_Exercise brief_. Leave the images out and write out each entry exactly as shown.

Records drawn from a dataset:
○ ○ ○
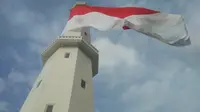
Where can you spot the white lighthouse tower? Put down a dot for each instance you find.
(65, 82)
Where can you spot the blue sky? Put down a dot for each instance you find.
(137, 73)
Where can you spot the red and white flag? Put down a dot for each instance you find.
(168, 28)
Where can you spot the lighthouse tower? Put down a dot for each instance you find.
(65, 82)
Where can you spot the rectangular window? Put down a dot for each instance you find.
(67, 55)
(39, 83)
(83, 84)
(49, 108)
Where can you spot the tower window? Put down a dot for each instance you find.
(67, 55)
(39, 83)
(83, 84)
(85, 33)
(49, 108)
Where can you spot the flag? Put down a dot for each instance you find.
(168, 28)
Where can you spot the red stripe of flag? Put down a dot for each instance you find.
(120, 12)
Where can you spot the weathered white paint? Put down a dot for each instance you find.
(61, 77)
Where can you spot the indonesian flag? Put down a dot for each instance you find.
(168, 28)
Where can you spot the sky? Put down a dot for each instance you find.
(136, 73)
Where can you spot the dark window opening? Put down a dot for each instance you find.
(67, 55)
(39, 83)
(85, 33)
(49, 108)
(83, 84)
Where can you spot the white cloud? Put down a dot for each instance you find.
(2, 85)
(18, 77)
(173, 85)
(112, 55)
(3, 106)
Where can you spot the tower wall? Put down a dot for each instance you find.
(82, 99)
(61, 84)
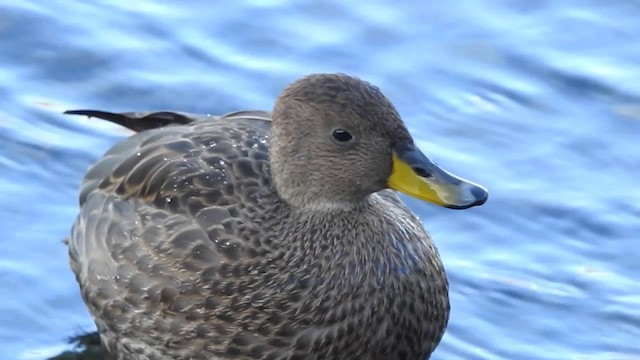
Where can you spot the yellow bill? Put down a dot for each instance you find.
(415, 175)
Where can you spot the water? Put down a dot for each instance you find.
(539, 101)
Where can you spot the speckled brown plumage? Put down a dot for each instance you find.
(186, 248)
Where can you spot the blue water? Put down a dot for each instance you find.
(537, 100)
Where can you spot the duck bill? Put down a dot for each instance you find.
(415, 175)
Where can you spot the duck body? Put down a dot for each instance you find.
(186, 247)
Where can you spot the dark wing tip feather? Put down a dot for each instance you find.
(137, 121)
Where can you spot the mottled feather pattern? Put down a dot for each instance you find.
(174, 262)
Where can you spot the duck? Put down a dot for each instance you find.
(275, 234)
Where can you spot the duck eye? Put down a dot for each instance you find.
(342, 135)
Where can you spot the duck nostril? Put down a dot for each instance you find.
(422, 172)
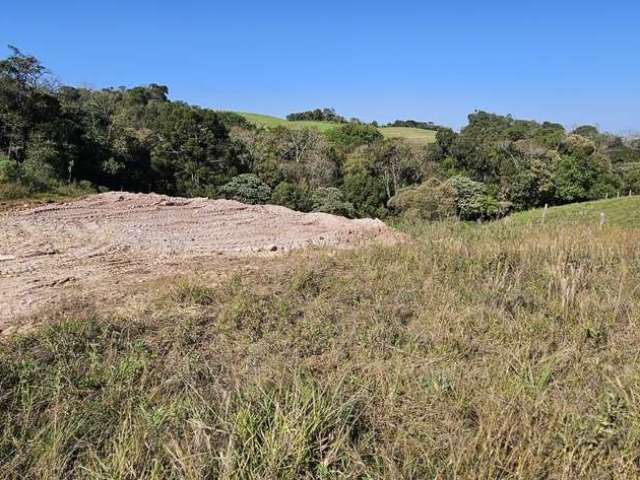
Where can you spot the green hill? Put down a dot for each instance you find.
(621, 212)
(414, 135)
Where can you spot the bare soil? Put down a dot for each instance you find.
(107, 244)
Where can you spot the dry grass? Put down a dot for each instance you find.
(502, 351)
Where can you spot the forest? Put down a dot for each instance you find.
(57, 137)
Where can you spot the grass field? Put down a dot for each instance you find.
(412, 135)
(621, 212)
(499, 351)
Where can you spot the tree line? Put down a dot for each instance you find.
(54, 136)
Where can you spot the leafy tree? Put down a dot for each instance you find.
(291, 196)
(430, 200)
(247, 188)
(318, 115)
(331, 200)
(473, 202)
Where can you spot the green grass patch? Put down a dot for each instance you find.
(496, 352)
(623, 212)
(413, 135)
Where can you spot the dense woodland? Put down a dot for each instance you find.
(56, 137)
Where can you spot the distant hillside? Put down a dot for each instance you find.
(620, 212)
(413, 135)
○ ○ ○
_Completed exercise_.
Where can you spot the white lighthouse tower? Put down a dot for each instance you find.
(65, 82)
Where can you spot the blue sky? Put down a dot for each instance you find.
(137, 73)
Where can you spot the red and white flag? Put down a dot for each instance you find.
(168, 28)
Where can you spot the lighthouse tower? Put down a dot for each instance you find.
(65, 82)
Where can you spot the rectangular window? Put down a dot for each instance you find.
(67, 55)
(39, 83)
(83, 84)
(49, 108)
Where can you spot the tower window? Put down a dot for each instance you find.
(67, 55)
(39, 83)
(83, 84)
(85, 33)
(49, 108)
Where can you spot the flag? Put down a dot for each instance you find.
(168, 28)
Where can you spot the red stripe of flag? Put down a dot for each instance you find.
(120, 12)
Where can you spot the weathered white paint? Put down a dot for each instance you find.
(61, 77)
Where can you spot the indonesian flag? Put down a dot for each instance you find.
(168, 28)
Where can you spot the sky? Put down a dot for each instance you find.
(136, 73)
Where can you spot the dark window opening? Put down a dot for each instance you find.
(67, 55)
(39, 83)
(85, 33)
(49, 108)
(83, 84)
Where can you spot the white cloud? Put down a dot for each instance you find.
(2, 85)
(18, 77)
(173, 85)
(112, 55)
(3, 106)
Where can you spot the tower wall? Put down a dot for each instance you find.
(82, 99)
(61, 84)
Where can you spot the yellow bill? Put down a dot for each instance you find.
(415, 175)
Where can you spot the water? Put down a dot for each instance you find.
(539, 101)
Where can you spot the speckled brown plumage? Put down a dot for each instance you find.
(186, 248)
Where can you spot the blue water? Put down a dot for each instance you find.
(537, 100)
Where can you spot the duck bill? Put down a dot for each instance you find.
(415, 175)
Where can you spot the duck body? Put down a dot for each instance you find.
(186, 247)
Where can you spot the dark wing tip feather? Put down a dot for each instance you find.
(137, 121)
Where can you spot the mottled feather pattern? Put down a dot for each instance you find.
(174, 262)
Where can you spot the duck? Put down a dot for each instance you find.
(275, 234)
Where can you spot the duck eye? Put down a dot for each instance you find.
(342, 135)
Where can you spot the duck nostril? Put down a dot for each instance you find.
(422, 172)
Where can you spot the green hill? Put down a dot for each instance you find.
(621, 212)
(414, 135)
Where can you spot the bare soil? Put down a dot for each instance you find.
(107, 244)
Where can you spot the dry grass? Put down a dot for each instance you find.
(502, 351)
Where can you spot the forest? Put down a dot for each instance you find.
(57, 137)
Where can you spot the grass field? Put down a dot for each instance you find.
(412, 135)
(621, 212)
(499, 351)
Where can you spot the tree line? Put down a dot for each instance you find.
(54, 136)
Where can you spot the leafy tree? Put down a dot for each instance you find.
(291, 196)
(430, 200)
(247, 188)
(318, 115)
(331, 200)
(473, 202)
Where can you spot the green grass patch? Put down a dot for each instance you find.
(496, 352)
(623, 212)
(413, 135)
Where can you spot the dense woodland? Put down a dot for each instance you find.
(56, 137)
Where can you spot the distant hillside? Put down a dot for each instance you find.
(620, 212)
(413, 135)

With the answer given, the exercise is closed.